Task prompt :: Rewrite everything from the line that contains "white chair leg." down to the line that contains "[387,249,509,359]", both included, keeping the requests. Multiply every bounding-box coordinate in the answers by 0.55 and round to whole numbers, with halves going up.

• • • • •

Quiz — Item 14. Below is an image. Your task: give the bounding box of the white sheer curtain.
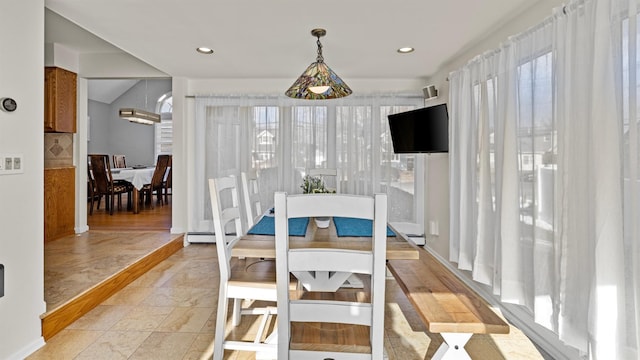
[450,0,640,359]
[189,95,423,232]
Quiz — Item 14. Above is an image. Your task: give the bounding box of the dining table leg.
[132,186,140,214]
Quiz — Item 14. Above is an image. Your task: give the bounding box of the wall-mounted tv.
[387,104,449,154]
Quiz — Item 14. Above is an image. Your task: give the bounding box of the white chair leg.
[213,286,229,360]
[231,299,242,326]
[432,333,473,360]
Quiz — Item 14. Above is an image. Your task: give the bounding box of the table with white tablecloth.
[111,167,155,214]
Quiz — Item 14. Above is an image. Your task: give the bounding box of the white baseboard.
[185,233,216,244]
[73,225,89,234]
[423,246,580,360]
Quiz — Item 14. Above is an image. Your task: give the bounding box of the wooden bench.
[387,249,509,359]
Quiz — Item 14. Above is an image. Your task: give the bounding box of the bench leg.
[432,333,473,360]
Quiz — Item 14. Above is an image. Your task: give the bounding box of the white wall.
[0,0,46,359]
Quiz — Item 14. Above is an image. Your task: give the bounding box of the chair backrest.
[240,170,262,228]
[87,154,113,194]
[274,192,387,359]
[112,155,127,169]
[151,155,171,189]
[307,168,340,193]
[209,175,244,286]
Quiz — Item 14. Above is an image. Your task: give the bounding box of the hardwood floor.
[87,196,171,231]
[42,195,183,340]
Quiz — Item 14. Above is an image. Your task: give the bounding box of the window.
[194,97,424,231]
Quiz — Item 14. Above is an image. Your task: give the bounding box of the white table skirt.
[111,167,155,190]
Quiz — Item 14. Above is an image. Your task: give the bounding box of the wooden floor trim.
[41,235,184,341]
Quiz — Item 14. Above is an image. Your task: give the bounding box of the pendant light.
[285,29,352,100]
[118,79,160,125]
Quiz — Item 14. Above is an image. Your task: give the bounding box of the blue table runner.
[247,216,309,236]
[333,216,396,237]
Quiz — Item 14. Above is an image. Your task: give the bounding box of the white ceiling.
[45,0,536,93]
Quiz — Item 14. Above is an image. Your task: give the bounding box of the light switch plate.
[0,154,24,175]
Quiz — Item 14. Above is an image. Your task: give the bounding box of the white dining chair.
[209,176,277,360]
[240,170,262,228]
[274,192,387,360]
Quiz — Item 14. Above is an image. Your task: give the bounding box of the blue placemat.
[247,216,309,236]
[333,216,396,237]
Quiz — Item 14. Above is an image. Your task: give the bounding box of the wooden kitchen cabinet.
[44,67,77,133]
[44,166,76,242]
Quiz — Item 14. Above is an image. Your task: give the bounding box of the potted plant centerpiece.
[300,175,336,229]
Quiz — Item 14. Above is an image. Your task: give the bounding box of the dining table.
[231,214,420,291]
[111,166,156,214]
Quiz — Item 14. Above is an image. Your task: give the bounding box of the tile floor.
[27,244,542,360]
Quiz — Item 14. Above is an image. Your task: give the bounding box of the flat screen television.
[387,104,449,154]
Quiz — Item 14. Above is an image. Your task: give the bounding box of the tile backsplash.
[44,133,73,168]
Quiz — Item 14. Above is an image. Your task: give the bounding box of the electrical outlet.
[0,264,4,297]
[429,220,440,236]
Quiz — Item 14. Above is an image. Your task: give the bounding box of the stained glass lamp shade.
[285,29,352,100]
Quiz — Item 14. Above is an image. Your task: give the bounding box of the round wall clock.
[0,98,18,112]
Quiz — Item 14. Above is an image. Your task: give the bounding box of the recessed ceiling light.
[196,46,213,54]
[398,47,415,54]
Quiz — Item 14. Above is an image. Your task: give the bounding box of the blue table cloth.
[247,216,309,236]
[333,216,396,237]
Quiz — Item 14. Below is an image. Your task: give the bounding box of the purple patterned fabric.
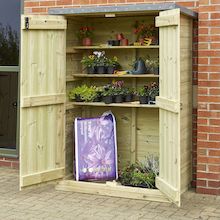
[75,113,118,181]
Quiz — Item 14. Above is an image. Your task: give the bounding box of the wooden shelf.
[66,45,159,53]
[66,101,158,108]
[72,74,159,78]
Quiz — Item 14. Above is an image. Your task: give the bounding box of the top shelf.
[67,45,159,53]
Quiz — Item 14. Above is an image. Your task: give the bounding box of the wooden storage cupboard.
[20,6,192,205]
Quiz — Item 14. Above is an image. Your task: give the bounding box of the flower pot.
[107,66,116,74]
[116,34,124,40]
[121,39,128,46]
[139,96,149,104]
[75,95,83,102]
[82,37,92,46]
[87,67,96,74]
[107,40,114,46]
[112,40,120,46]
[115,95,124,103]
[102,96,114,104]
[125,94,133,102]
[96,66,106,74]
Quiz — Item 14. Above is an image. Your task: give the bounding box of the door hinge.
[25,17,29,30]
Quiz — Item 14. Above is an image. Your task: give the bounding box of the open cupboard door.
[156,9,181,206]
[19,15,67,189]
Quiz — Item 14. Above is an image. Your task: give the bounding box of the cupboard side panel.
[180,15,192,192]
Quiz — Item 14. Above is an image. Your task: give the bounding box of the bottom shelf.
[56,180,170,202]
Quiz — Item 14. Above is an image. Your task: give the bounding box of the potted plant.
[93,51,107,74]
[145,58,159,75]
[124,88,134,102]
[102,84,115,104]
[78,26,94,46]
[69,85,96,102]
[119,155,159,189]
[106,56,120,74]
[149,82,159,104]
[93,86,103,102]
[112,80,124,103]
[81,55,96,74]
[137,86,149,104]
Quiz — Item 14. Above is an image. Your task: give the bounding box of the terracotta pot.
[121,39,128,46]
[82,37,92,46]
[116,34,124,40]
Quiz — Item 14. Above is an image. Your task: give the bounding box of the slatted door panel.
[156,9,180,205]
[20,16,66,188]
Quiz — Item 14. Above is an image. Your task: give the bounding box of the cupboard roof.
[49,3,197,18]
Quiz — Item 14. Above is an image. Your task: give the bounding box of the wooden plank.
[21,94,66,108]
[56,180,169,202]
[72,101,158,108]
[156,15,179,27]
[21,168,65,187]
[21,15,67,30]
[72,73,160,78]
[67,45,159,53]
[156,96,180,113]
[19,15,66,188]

• • • • •

Complete output ::
Quiz — Item 14. Above is an image. Your task: give the bounding box of the white chair leg.
[117,157,126,198]
[127,164,133,179]
[238,183,260,198]
Quiz — Item 14. Above is an image. Your task: give the bounding box of the table with white tablecloth.
[61,92,85,118]
Quiz — Item 14. Above is an image. Your task: give the bounding box of the white baseboard.
[102,128,119,134]
[40,124,49,129]
[233,135,319,198]
Quiz — Item 14. Above is an image. Your task: give the bounding box of the wooden bench.
[213,137,280,197]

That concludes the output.